**Requirement:** Reproduce the review of Opening Night at the Gielgud Theatre word for word, in full.

**Text under study:**
=== Begin Enclosure ===

Review - Opening Night - Gielgud Theatre, London

Opening Night - Gielgud Theatre, London

Adapted from the 1977 John Cassavettes film, Opening Night tells the story of Myrtle Gordon, a well known Broadway actress who is preparing for the opening night of a new play; ‘The Second Woman.’ We, the audience, are observers during rehearsals, and then as the production heads into previews. During all this, the cast and crew are being filmed by a documentary team who are capturing the on and offstage preparations, so much of the action is duplicated onto the large screen above the set, which all adds to the tension.

To complicate matters further, Myrtle is struggling with her own demons of alcoholism, and brokenness, whilst having to play opposite her ex husband Maurice on stage. Immediately, we sense the friction between them which doesn’t take long to work out that the collapse of their relationship is far from being dealt with.

During the rehearsals, an obsessed young fan of Myrtles is tragically killed outside the theatre and Myrtle then starts to see her ghost in the theatre, which adds to her complexities and fragility. All this tension, and drama on and off stage leave the audience wondering if the production will ever make it to the opening night!

=== End Enclosure ===

**Available data:**

=== Begin Enclosure ===

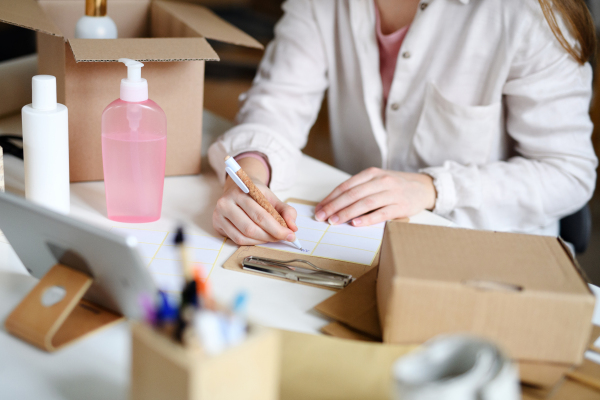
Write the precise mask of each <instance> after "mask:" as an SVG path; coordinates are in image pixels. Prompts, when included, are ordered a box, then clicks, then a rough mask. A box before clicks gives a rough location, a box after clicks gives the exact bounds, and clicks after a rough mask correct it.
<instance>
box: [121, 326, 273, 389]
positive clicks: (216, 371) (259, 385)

=== End Enclosure ===

**Exercise result:**
Review - Opening Night - Gielgud Theatre, London

Opening Night - Gielgud Theatre, London

Adapted from the 1977 John Cassavettes film, Opening Night tells the story of Myrtle Gordon, a well known Broadway actress who is preparing for the opening night of a new play; ‘The Second Woman.’ We, the audience, are observers during rehearsals, and then as the production heads into previews. During all this, the cast and crew are being filmed by a documentary team who are capturing the on and offstage preparations, so much of the action is duplicated onto the large screen above the set, which all adds to the tension.

To complicate matters further, Myrtle is struggling with her own demons of alcoholism, and brokenness, whilst having to play opposite her ex husband Maurice on stage. Immediately, we sense the friction between them which doesn’t take long to work out that the collapse of their relationship is far from being dealt with.

During the rehearsals, an obsessed young fan of Myrtles is tragically killed outside the theatre and Myrtle then starts to see her ghost in the theatre, which adds to her complexities and fragility. All this tension, and drama on and off stage leave the audience wondering if the production will ever make it to the opening night!